# BRIEF 1:
List every word or phrase that the text about swap puts inside double quotation marks, in the order they appear.
# BRIEF 2:
Write out the part of the text about swap that opens with the words containing "People romanticize the" and closes with "latency and throughput.", keeping every word unchanged.

# SOURCE TEXT:
· · · · · · ·

We got to remember two decades ago a big 486 had only 32Mb RAM. Swap algorithms was developed when the whole RAM could be moved to the disk in a small fraction of second. Even with the slower disks of that time. That is why default swap policies are so aggressive. RAM was the bottleneck those days. Since then RAM size increased more than 10,000 times and disk speeds less than 10 times. This shifted the bottleneck to disk bandwidth.

Edit 2: why si so activity is deadly to servers?

Si and so activity on machines with tons of RAM is deadly because means the system is fighting with itself for RAM. What happens is that disks, even big storages are too slow when compared to RAMs. Aggressive swap favors kernel disk cache over application data and is the most common source of fighting for RAM. Since the OS will have to free disk cache on every si, the time to live of the extra cache that swap provides is too low to be useful anyways. The result is that you are taking disk bandwidth to store cache that is probably will not be used and pausing your programs waiting for the si pages. Meaning that consumes a lot of critical resources with little or no benefit to the applications.

Note the title of the response "a lot of swap activity on servers with lots of RAM". This does not applies to machines with occasional si and so activity. This may not apply in the future if smarter swap algorithms are developed in the OSs.

Edit 3: "cold" pages

People romanticize the swapping algorithm. Some say "it takes less used pages of the RAM", but this is not what the kernel does at all. The thing is difficult to understand about swap is the kernel does not know what a "cold page" is. The kernel does not have a good metric to determine if the page is used or likely to be used in the near future. To circumvent that the kernel puts pages in the swap more or less randomly and pages that are not needed stays there. The problem of that algorithm is that pages need to go to the swap to know if they are needed by the applications. And this mean a lot of "hot" pages will go to the swap. The problem with that is disks are too damn slow compared to RAM. The consequence of that is when swapping starts all applications get random pauses waiting for the disks and this hinders on latency and throughput.

I built my own benchmark that is a realistic scenario very common to many applications with a decent volume. From my tests, I saw no benefits on throughput or latency when swaps are in use. Far from it. When swapping starts it slow down both throughput and latency by at least a order of magnitude.

· · · · · · ·

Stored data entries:

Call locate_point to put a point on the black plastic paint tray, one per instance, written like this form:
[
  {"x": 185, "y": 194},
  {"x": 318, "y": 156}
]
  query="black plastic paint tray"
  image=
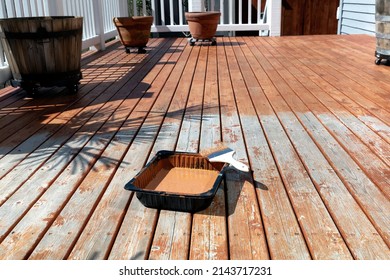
[{"x": 177, "y": 181}]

· · · · · · ·

# RIGHT ANSWER 1:
a lot of swap activity on servers with lots of RAM
cold
it takes less used pages of the RAM
cold page
hot

# RIGHT ANSWER 2:
People romanticize the swapping algorithm. Some say "it takes less used pages of the RAM", but this is not what the kernel does at all. The thing is difficult to understand about swap is the kernel does not know what a "cold page" is. The kernel does not have a good metric to determine if the page is used or likely to be used in the near future. To circumvent that the kernel puts pages in the swap more or less randomly and pages that are not needed stays there. The problem of that algorithm is that pages need to go to the swap to know if they are needed by the applications. And this mean a lot of "hot" pages will go to the swap. The problem with that is disks are too damn slow compared to RAM. The consequence of that is when swapping starts all applications get random pauses waiting for the disks and this hinders on latency and throughput.